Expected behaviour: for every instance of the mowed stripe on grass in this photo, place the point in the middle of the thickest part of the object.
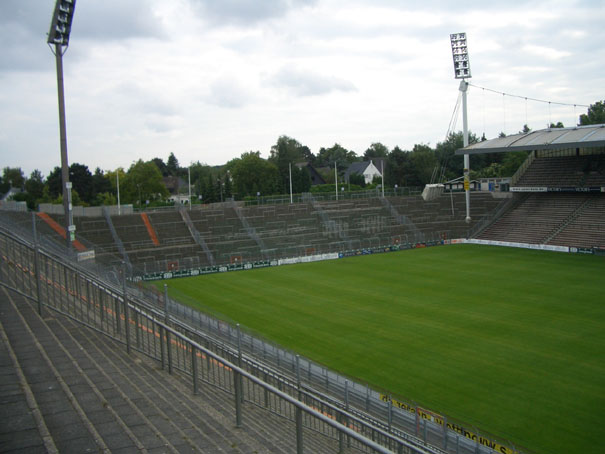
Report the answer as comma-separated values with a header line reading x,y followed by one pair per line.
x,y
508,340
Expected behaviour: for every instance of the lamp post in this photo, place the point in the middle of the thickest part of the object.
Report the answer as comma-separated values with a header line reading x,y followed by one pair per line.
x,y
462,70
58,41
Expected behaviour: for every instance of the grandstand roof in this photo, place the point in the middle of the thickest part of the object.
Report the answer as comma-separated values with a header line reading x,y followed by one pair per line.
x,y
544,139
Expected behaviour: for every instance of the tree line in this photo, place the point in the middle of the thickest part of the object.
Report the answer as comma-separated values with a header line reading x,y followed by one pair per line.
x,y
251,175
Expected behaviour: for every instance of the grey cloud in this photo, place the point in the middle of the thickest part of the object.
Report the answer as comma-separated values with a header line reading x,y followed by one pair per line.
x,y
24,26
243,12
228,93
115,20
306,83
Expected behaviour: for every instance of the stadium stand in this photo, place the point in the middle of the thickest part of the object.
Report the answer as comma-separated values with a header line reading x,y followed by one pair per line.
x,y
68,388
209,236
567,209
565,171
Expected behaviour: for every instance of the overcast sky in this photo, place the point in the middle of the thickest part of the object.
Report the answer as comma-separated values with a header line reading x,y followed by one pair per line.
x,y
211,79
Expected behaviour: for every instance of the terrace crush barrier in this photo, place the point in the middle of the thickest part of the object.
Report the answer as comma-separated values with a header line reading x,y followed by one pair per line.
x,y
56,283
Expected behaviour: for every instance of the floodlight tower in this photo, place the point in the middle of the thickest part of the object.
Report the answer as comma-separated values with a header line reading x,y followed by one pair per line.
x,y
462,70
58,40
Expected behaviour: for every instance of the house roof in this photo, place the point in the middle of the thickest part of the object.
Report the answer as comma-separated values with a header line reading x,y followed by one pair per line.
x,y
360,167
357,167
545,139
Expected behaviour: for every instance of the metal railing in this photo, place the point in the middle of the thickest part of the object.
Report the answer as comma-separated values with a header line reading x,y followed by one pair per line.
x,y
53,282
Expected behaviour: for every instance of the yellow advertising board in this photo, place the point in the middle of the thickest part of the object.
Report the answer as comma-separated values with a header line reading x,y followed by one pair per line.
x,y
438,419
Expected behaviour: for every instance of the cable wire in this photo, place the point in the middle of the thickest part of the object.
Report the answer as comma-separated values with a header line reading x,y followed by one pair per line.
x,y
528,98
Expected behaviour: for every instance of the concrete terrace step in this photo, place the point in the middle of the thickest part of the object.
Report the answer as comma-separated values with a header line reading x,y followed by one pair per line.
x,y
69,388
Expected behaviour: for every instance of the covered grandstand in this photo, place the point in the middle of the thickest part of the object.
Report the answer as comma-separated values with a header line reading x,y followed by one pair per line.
-------------------------
Leaving every image behind, repeat the data in full and exactly.

Expected behaviour: for every instance of the mowed stripe on grass in this photo, place the point in the middle of the thickest part of the object.
Report the answer as comma-separated values with a header line reading x,y followed by one pair per line.
x,y
508,340
Expected behaviour: for every instance of the lamp post in this photo, place the point in the middle of the thickest part of the object.
Report the answer as comma-separated values with a header line reading x,y followed by one pair per line.
x,y
462,70
58,41
Expected behaviour: for every instance of the grandstand roof in this photo, place the point in the middle of the thickest part of the object.
Report the answer as comma-separated values with a header line reading x,y followed by one pair per line.
x,y
544,139
Expected behaviour: for every instance of the tree line in this photo, place the point in the middle of the thickest part of the object.
Report the answer as comma-separated values with a header line reading x,y followed by one pair per line.
x,y
251,175
Expected behaviour: for every instance of the grey cloud in this photo, place the point in the middle of the thickest part of the object.
Report the answer as comma-separated values with a header line reading x,y followed by one pair per line.
x,y
24,26
243,12
228,93
115,20
306,83
Expected behaviour: for every instance of the stadium stand in this photo, place the point in the middle of the thickest part of the object.
Report the answer as comma-separated values with a header line reading x,y followed by one pair per line.
x,y
68,388
209,236
567,209
565,171
Expected behaviour: for every instance of the overcast sky in this photo, place the point in the middle of the thickest part of the object.
Report the answer as comma-separated values with a header line reading x,y followed by one pair per line.
x,y
211,79
Expected behaviour: for every instance of the terrace crush barrier in this photo, place the point in the middle of the thickest part of the object.
Report the answer as comma-separated values with a header line reading x,y followed by one pair per line.
x,y
56,283
Expected behaviour: for every instance of the floodlight tower in this photo, place the point in the middle of the thickest part of the object.
Report the answer as comma-separated values with a header line reading x,y followed by one pair per line.
x,y
462,70
58,40
Expected behaviour: for every instance of the house roof in this photo, place the point in the middle of the thickest part of the object.
Report the answer as comma-separated values with a header line reading x,y followed by one pair per line.
x,y
360,167
357,167
545,139
Expected behaviour: for every instance of the metal railing in this photo, place the point in the middle of the thickest part of the object.
Report the answer as comma-separated values with a header line reading x,y followed by one pair per line.
x,y
53,282
Expected behaviour: for every instance of the yellow advertising board in this photo, place the point in the middle of the thickest part of the object.
Report the answer as comma-separated values with a header line reading x,y followed by one pair per line.
x,y
438,419
Expected behaviour: for every instance of the cable wire in this photo, place the point in the middle of the thickest part of the object.
Report the answer as comma-separated values with a header line reading x,y followed by one pair per line.
x,y
528,98
Expected behaviour: for every instance of the concrete terrace step in this photo, place the point in the middle of the thickest part of the object.
Report the answer as comma-separated values with a header line reading x,y followed by one pair per line.
x,y
69,388
Expected behaviour: for every instance of the covered grandstand in this photo, place the point in the middle of the thickest part of the object.
Report the answer as comma-separated values with a header line reading x,y followed by one pair per line.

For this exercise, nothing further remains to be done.